(Itens de uma fonte de dados)
━━━━━━━━━━━━━━━━━━━━

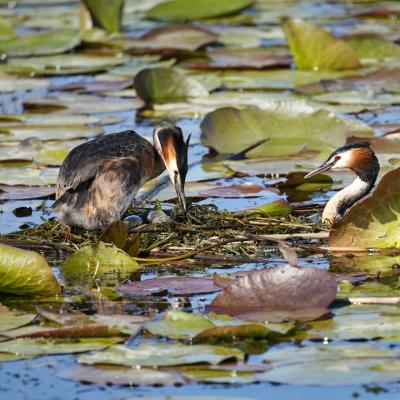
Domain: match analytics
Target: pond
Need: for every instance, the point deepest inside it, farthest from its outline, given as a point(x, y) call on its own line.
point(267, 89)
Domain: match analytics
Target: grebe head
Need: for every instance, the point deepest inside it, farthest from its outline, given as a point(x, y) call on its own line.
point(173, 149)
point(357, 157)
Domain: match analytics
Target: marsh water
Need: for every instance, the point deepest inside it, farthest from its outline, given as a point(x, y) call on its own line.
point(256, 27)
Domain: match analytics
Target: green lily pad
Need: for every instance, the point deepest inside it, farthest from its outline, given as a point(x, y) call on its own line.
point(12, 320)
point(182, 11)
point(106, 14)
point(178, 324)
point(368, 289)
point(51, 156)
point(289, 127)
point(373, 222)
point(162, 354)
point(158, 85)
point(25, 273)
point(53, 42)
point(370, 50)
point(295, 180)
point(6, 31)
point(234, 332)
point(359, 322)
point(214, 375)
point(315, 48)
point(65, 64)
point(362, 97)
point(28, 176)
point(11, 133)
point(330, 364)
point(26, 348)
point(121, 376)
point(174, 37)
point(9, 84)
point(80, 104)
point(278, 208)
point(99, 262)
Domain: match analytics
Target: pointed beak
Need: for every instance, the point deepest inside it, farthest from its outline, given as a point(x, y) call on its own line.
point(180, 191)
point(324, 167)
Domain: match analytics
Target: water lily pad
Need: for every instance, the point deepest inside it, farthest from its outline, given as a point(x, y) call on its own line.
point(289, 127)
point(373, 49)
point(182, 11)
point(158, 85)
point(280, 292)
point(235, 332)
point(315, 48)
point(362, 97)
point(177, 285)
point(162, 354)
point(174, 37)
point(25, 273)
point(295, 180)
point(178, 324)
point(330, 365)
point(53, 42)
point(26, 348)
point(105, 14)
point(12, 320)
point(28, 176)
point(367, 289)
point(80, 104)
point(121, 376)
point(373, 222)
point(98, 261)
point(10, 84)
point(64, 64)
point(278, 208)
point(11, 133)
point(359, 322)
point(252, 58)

━━━━━━━━━━━━━━━━━━━━

## [Descrição da tarefa]
Por favor, reproduza sem alterações as linhas acima, começando pela primeira e indo até a linha que contém "point(357, 157)", ambas incluídas. Não coloque as imagens na resposta.

## [Resposta do exercício]
Domain: match analytics
Target: pond
Need: for every instance, the point deepest inside it, farthest from its outline, given as a point(x, y) call on its own line.
point(267, 89)
Domain: match analytics
Target: grebe head
Need: for every instance, the point deepest inside it, farthest from its outline, given as a point(x, y) call on its own line.
point(173, 149)
point(357, 157)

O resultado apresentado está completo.